(Records from a dataset)
╭──
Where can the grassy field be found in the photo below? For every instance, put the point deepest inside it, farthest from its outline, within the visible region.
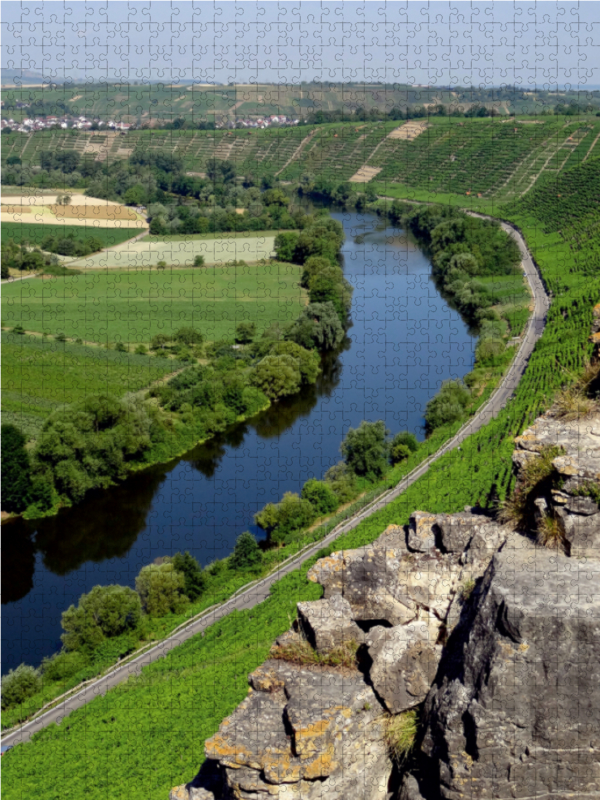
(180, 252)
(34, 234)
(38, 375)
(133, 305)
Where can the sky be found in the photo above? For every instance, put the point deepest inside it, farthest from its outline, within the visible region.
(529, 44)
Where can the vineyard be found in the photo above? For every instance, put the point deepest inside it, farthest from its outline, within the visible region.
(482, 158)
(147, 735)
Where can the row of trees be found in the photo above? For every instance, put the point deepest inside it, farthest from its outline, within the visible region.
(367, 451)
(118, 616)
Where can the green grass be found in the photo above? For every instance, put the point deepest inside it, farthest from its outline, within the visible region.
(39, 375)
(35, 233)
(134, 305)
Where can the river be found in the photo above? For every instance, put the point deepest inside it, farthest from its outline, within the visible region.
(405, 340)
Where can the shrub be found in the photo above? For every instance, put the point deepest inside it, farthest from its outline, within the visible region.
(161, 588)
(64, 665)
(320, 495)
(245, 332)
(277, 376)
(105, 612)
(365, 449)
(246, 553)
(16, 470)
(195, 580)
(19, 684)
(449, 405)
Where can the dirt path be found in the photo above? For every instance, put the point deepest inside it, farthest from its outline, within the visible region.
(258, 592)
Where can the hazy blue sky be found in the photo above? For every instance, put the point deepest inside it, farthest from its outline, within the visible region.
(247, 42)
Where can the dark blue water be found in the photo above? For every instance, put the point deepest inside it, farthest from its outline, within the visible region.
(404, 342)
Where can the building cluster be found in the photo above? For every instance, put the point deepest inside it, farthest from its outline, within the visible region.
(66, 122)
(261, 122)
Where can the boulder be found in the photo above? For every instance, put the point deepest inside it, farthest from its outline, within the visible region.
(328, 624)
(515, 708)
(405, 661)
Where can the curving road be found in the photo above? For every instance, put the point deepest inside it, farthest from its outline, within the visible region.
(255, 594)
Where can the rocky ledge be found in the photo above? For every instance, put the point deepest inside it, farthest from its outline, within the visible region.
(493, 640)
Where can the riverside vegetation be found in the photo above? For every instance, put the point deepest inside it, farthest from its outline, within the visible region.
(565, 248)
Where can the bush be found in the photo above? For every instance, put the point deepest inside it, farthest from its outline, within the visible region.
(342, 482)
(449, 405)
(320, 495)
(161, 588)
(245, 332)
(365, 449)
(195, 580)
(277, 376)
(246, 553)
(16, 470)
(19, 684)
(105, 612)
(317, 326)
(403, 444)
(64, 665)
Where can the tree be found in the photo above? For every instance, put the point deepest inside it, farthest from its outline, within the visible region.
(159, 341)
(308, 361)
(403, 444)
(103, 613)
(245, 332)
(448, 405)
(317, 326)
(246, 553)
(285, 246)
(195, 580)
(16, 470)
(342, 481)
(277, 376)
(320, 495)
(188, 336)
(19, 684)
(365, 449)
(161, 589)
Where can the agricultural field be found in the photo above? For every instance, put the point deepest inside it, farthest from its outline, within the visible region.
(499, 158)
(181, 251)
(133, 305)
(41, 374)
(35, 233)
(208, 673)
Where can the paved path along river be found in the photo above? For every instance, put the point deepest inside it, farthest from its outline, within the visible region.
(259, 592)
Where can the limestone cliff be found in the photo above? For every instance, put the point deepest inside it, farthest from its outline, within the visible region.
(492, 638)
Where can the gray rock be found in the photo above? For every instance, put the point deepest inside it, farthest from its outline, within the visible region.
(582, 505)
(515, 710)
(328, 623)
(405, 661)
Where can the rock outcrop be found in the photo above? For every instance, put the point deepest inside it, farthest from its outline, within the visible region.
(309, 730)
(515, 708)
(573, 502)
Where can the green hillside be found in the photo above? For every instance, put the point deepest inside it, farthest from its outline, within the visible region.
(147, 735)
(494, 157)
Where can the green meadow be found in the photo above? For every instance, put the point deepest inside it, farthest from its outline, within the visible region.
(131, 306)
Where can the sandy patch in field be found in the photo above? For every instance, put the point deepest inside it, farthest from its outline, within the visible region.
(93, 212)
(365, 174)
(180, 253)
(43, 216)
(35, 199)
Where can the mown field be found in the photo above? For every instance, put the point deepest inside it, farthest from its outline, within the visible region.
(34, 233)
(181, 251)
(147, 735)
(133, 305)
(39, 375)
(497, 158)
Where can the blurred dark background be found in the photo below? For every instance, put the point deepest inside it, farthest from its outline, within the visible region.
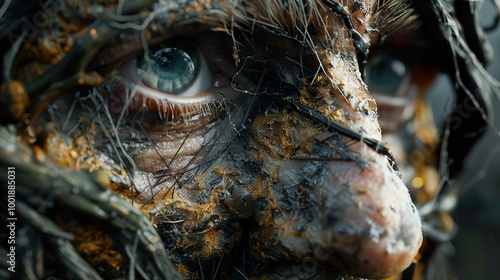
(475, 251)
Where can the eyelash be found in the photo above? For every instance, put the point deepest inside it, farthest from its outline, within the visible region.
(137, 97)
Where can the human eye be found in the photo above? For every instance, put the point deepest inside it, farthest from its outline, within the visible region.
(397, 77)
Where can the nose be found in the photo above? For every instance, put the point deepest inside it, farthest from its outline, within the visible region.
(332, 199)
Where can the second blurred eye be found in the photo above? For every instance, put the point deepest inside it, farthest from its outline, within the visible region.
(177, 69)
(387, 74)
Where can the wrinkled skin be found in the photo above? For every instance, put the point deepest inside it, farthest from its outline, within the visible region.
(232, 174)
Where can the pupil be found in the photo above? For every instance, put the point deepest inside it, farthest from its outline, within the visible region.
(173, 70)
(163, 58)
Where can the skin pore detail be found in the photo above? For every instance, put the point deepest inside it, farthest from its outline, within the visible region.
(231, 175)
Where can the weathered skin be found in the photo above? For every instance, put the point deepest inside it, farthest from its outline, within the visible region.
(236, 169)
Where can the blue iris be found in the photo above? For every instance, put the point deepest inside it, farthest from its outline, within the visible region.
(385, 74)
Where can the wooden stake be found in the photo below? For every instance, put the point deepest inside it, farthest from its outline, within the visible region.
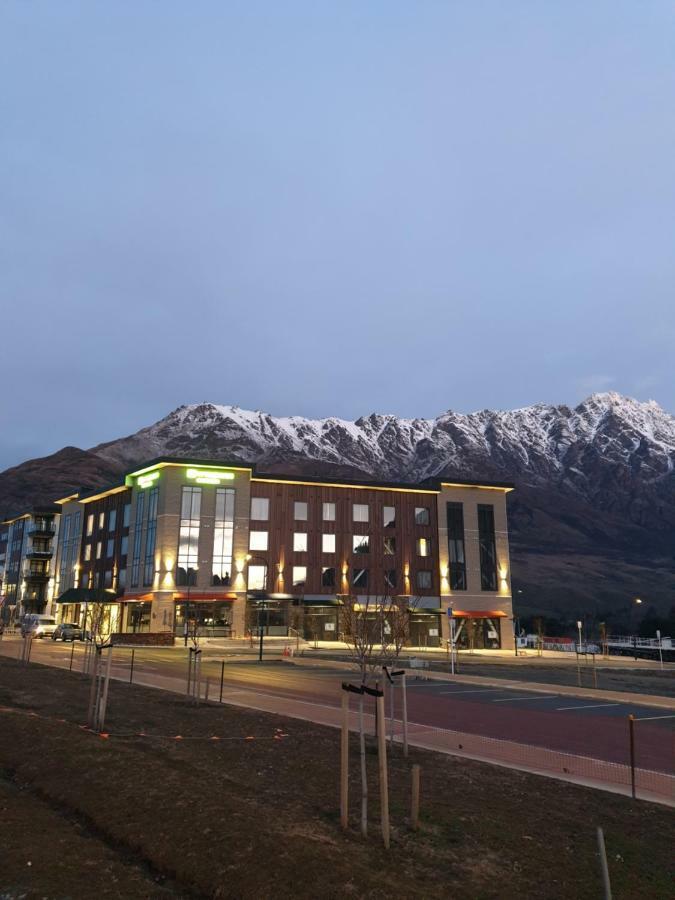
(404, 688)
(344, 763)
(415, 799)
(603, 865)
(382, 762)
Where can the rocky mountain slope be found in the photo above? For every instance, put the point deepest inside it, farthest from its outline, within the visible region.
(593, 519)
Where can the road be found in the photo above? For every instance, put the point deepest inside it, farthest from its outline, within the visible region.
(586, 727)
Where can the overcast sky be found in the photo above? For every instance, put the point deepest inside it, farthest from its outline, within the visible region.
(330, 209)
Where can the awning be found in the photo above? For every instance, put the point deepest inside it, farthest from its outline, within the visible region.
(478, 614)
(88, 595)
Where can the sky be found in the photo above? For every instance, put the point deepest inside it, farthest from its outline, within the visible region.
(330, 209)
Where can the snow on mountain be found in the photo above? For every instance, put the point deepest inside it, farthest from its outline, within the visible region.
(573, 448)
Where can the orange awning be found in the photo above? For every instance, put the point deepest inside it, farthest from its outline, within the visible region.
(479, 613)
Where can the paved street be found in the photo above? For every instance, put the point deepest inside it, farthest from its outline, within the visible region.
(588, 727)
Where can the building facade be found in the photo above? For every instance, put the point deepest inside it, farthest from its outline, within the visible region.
╰──
> [WHAT NEEDS TO BE DONE]
Transcribe every entry above exactly. Omit all pictures.

> [WRITTEN ANSWER]
Where can the grassy field be found in the photo below? For every instance, put the point deepest inside it, farthest from its outline, within the visible region.
(180, 252)
(34, 234)
(38, 375)
(133, 305)
Where can the sky be found in the photo above? For every instance, put the point deepest inside it, farthest from its outline, within the visible region.
(529, 44)
Where can the vineyard be found in the photo above? For every instance, put the point deepest inside it, farthest from its outline, within the visible region.
(482, 158)
(147, 735)
Where can the row of trees be found in the photo above? For every instance, put the point deepest inside it, farthest from its outline, within the visible region.
(367, 451)
(118, 616)
Where can the green grass be found in the photo above? For every instance, put the point deepest inside it, farthest from its outline, within the visible region.
(39, 375)
(35, 233)
(134, 305)
Where can the river be found in the photo above? For every instance, put the point deepest inside it, farthest from its outline, within the visible region.
(405, 340)
Where can the shrub be found in the photo above? For every instance, put the point deepest inside it, farthest from its outline, within the visible region.
(161, 588)
(64, 665)
(320, 495)
(245, 332)
(277, 376)
(105, 612)
(365, 449)
(246, 553)
(16, 470)
(195, 580)
(19, 684)
(449, 405)
Where can the dirt path be found in the photo above? For every instance, put the point deepest inside it, farthest from its outline, within the visible region.
(258, 592)
Where can the hazy blue sky be found in the photo above? For every instance, put the point deepest inside it, farthest from its outline, within the visible region.
(247, 42)
Where can the dark blue water be found in the photo above? For every instance, put the point deepest inside it, farthest from its outline, within the visible region.
(404, 342)
Where can the building cluster be found in the photo above? For every instance, put the point deepest inside it, farthest from its outline, within the visible region.
(66, 122)
(261, 122)
Where can the boulder be found in the photo above? For every instance, put the point deepest inside it, farthest from its outline, within the visible region.
(328, 624)
(515, 708)
(405, 661)
Where can the curving road be found in the photo above? For every instance, put the point deepest inside it, farthest from its outline, within the visible region.
(255, 594)
Where can the rocky ledge be found in the photo above? For every instance, put the point deepest inside it, farthest from its outline, within the visible region.
(493, 640)
Where can the riverside vegetation be found in the photo above? For every instance, put the point deepest inside it, farthest from its outline, within the visible region.
(565, 248)
Where can the bush be found in the photo above? For every instance, put the point deepest inside it, farthest from its outline, within the visible region.
(342, 482)
(449, 405)
(320, 495)
(161, 588)
(245, 332)
(365, 449)
(195, 580)
(277, 376)
(246, 553)
(16, 470)
(19, 684)
(105, 612)
(317, 326)
(403, 444)
(64, 665)
Where can the tree be found in the photo above? For every instance, put the point deepest inside it, farthest from its outline, within the visible region.
(159, 341)
(308, 361)
(403, 444)
(103, 613)
(245, 332)
(448, 405)
(317, 326)
(246, 553)
(285, 246)
(195, 580)
(16, 470)
(342, 481)
(277, 376)
(320, 495)
(188, 336)
(19, 684)
(365, 449)
(161, 589)
Where can the agricultural field be found in the photo above? For every instance, put the point deepest inside it, farthest from its outline, within the visible region.
(499, 158)
(181, 251)
(133, 305)
(41, 374)
(35, 233)
(208, 673)
Where can the paved path along river be found in the photo above? For every instance, put the point deepest inside it, farthest from its outline, within the visible region.
(259, 592)
Where can the limestone cliff be found in the photo above? For every instance, put the point deepest inside it, farthest from its outline, within the visible region.
(492, 638)
Where can the gray rock be found in the photo above? For every instance, put the point deepest inside it, farthest from its outline, within the visible region.
(582, 505)
(515, 710)
(328, 623)
(405, 661)
Where can the rock outcrop be found in the photo above? For every instance, put the point deepest inside it, farthest from its outline, within the visible region.
(309, 730)
(515, 708)
(573, 502)
Where can the green hillside be found in the photo above? For every instance, put the point deepest inside it, farthest from its outline, within the visible region.
(147, 735)
(494, 157)
Where can the green meadow be found in the photo above? For every instance, put the point deepest inside it, farthest from its outline, within the visible region.
(131, 306)
Where can the sandy patch in field be found in the photo above? For every instance, put the point deepest inside it, farthest from its outline, within the visible region.
(93, 212)
(365, 174)
(180, 253)
(43, 216)
(35, 199)
Where can the mown field be found in the photo above? For every instance, put the point deepest inside it, farthest from its outline, within the visible region.
(34, 233)
(181, 251)
(147, 735)
(133, 305)
(39, 375)
(497, 158)
Where can the blurred dark background be found in the photo below? For every instance, put the point deepest inside it, farthest from its outline, within the visible region.
(475, 251)
Where can the eyelash be found in the photo above? For every instance, put the point deepest inside it, farthest from its outline, within the visible region.
(137, 97)
Where can the human eye be found in the photo above? For every instance, put the point deepest inside it, farthest from its outline, within the visible region.
(397, 77)
Where can the nose be found in the photo above? For every instance, put the point deepest inside it, farthest from its outline, within the visible region.
(332, 199)
Where can the second blurred eye be found in the photo above? For every instance, put the point deepest inside it, farthest from its outline, within the visible region.
(177, 69)
(387, 74)
Where can the wrinkled skin be found in the photo above? For every instance, put the point deepest inside it, farthest from its outline, within the visible region.
(232, 174)
Where can the pupil be found in the photo above? For every instance, put the point deepest inside it, farthest from its outline, within the visible region.
(173, 70)
(163, 58)
Where can the skin pore detail be found in the photo above? For every instance, put the point deepest inside it, farthest from its outline, within the visible region.
(231, 175)
Where can the weathered skin be found in the photo above? For every instance, put the point deepest inside it, farthest from its outline, within the visible region.
(236, 169)
Where can the blue iris be found in the photo above? For every instance, put the point deepest inside it, farthest from its outline, within the visible region.
(385, 74)
Where can the wooden stake be found in the photo below? For every instance, put the point deepest inside it, farthest from its outline, within the visible region.
(404, 688)
(344, 763)
(415, 799)
(603, 865)
(382, 762)
Where can the rocky mountain slope be found in the photo above? For every instance, put the point deepest inside it, farthest from its outline, within the visible region.
(593, 519)
Where can the road be found in the photo above? For every instance, put the point deepest inside it, farthest from its outline, within the visible region.
(586, 727)
Where can the overcast sky be found in the photo above? For every instance, put the point deepest inside it, farthest from its outline, within the visible region.
(330, 209)
Where can the awning be found in the photo above? For every instance, put the point deepest inside it, farthest from its outline, within the visible region.
(478, 614)
(88, 595)
Where can the sky be found in the photo above? For every instance, put the point deepest inside it, farthest from its outline, within the visible region.
(330, 209)
Where can the snow on mountain be found in the photo above? For every instance, put the point deepest inside it, farthest from its outline, within the visible region.
(573, 448)
Where can the orange awning be found in the photo above? For every instance, put the point deepest inside it, farthest from its outline, within the visible region.
(479, 613)
Where can the paved street be found in the photo above? For every instance, put the point deepest inside it, farthest from its outline, within the visible region.
(588, 727)
Where can the building facade be found in the photo above? For every instance, put the point deepest inside it, farthest from its outline, within the visible region.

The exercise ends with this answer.